=== GOAL OF THE EXERCISE ===
From the line containing "Draw the outline of every instance of the curb" down to the last line of the records below, copy every line exactly. Leave out everything before it.

Named region outline records:
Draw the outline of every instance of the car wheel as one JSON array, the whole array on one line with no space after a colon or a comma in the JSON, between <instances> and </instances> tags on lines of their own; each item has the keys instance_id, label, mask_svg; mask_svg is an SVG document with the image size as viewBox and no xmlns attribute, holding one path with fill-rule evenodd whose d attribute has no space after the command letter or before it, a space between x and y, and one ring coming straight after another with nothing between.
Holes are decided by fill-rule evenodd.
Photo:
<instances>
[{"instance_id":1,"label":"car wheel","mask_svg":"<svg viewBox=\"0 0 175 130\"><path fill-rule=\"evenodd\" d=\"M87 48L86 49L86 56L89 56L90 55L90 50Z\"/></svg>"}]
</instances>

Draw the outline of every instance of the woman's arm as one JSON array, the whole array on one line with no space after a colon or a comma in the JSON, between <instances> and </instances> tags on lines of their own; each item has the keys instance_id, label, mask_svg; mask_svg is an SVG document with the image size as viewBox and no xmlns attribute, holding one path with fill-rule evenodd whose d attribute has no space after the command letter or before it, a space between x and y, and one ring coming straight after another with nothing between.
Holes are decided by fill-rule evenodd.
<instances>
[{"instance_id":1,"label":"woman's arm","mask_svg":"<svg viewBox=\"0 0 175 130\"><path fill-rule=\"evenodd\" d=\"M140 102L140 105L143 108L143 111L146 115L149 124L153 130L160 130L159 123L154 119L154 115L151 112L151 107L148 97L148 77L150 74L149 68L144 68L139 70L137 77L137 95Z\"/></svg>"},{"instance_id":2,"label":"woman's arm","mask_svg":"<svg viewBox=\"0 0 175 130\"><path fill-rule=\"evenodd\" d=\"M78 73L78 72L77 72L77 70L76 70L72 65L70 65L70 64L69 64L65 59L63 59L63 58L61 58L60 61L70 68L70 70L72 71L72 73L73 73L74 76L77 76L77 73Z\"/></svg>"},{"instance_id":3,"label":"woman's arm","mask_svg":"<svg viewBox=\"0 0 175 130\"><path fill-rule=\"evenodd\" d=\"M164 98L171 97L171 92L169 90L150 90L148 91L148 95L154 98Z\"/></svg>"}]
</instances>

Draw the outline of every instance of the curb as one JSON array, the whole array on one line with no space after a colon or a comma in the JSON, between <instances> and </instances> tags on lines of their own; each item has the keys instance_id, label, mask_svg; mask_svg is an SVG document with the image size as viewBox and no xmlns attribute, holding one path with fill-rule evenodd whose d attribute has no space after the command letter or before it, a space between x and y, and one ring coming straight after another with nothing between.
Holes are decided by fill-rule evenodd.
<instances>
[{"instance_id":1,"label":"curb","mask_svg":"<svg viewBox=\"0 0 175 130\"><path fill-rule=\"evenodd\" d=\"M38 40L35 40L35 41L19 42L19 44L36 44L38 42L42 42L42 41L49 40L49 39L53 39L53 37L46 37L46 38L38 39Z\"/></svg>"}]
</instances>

=== RESULT ===
Draw the outline of every instance of the curb as one JSON array, the whole array on one line with no space after a colon or a comma in the JSON, between <instances> and </instances> tags on lines of their own; each item has the keys instance_id, label, mask_svg; mask_svg is an SVG document with the image size as viewBox and no xmlns attribute, holding one path with fill-rule evenodd whose d attribute has no space after the command letter or before it, a space between x and y, and one ring coming straight after another with nothing between.
Holes are decided by fill-rule evenodd.
<instances>
[{"instance_id":1,"label":"curb","mask_svg":"<svg viewBox=\"0 0 175 130\"><path fill-rule=\"evenodd\" d=\"M38 40L35 40L35 41L19 42L19 44L36 44L38 42L42 42L42 41L49 40L49 39L53 39L53 37L46 37L46 38L38 39Z\"/></svg>"}]
</instances>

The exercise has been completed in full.